◆ WHAT IS ASKED ◆
A) In the wheeled-vehicle activity instructions, transcribe everything from "- Each team of six should" down to "holes and gluing).".
B) Pick up the wheeled-vehicle activity instructions after their last sentence and keep writing them.

◆ DOCUMENT TEXT ◆
- - - - -

You will need
- Paper drinking straws
- PVA glue
- Sticky tape
- Wooden skewers
- Bottle lids or wooden wheels
- Cardboard boxes
- Working wheels sheet
Before you begin
- You could ask everyone to collect bottle lids and boxes at home.
- Put all of the materials in one place (for example, on a big table) so everyone can see them easily.
- Everyone should look at the ‘Working wheels’ sheet, and the person leading the activity should help everyone understand the two different ways to make working wheels.
- Split into teams of six.
- Each team of six should talk about the sort of wheeled vehicle they’d like to make. For example, they could choose a car, a moon buggy, or an emergency service vehicle.
- Each team of six will build three versions of their vehicle, then choose one to enter into the final race. Each team of six should split into three pairs; each pair will make one vehicle.
- Each pair should think about their specific design (including how they’ll make their working wheels), and make a list of the materials they’ll need to build their vehicle.
- Each pair should visit the materials and take what they need. They should think about everyone else too, and make sure they leave plenty of materials for others.
- Each pair should start by making and testing their wheels. They can ask a helper to help them with the tricky bits (such as making holes and gluing).
- Each pair should make the main body of their vehicle.
- Each pair should attach their wheels to the main body of their vehicle. They should make sure they attach it in the right way, depending on the wheels they chose to make. Does their axle need to spin, or stay still?
- Each team should test all three of their finished models. It’s OK if they don’t work perfectly first time; part of model-making is finding problems and solving them. Everyone should work together and share ideas to make all of the vehicles as good as they can be.
- Each team should decide which of their three vehicles they’ll enter in the final race. They should choose the one they think will be fastest.
- Each team should choose one person to race the team’s model. Everyone else should watch the race as a spectator, and cheer on their team.
- The person leading the game should set up the race. They may mark a start line using chalk or masking tape, or they could even make a ramp for everyone’s vehicles to travel down.

- - - - -

◆ MATERIAL PROVIDED ◆
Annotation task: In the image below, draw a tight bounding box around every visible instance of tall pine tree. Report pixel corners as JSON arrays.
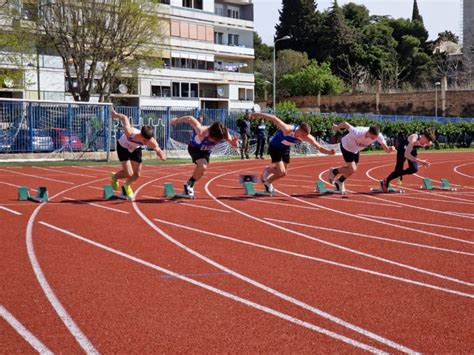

- - - - -

◆ EXPECTED OUTPUTS ◆
A)
- Each team of six should talk about the sort of wheeled vehicle they’d like to make. For example, they could choose a car, a moon buggy, or an emergency service vehicle.
- Each team of six will build three versions of their vehicle, then choose one to enter into the final race. Each team of six should split into three pairs; each pair will make one vehicle.
- Each pair should think about their specific design (including how they’ll make their working wheels), and make a list of the materials they’ll need to build their vehicle.
- Each pair should visit the materials and take what they need. They should think about everyone else too, and make sure they leave plenty of materials for others.
- Each pair should start by making and testing their wheels. They can ask a helper to help them with the tricky bits (such as making holes and gluing).

B)
- Racers should take it in turns to set their vehicles off. If there’s a ramp, everyone should let their car go from the same height. If there isn’t a ramp, everyone should give their car one push from behind a start line.
- The person leading the game should measure how far all of the vehicles have travelled.
- Everyone should repeat steps three and four so each vehicle has three attempts.
- The person leading the game should compare each vehicle’s best attempt. The one that travelled the furthest is the winner.
This activity needed everyone to problem solve. Designing and testing models is a great time to practice understanding problems, thinking about all of the options, then finding a solution. Did anyone have any problems when they were making or testing their vehicles? What did they do to solve the problems? It can be really frustrating when things don’t go quite right, so it’s great if people kept going and gave it another go.
This activity also needed everyone to be a team player. In a good team, everyone has a role to play. Everyone should say one thing they helped with, and one thing someone else in their team was really good at. People’s ideas may include cutting, sticking, decorating, coming up with ideas, testing the model, or making sure no one was left out. Different people are better at different things, and the best teams are the ones where everyone uses their skills. Teams also had a tricky decision to make when they chose which vehicle to enter in the final race. How did teams make the decision? It can be difficult to work in a team to achieve a goal, so well done to everyone who did their best.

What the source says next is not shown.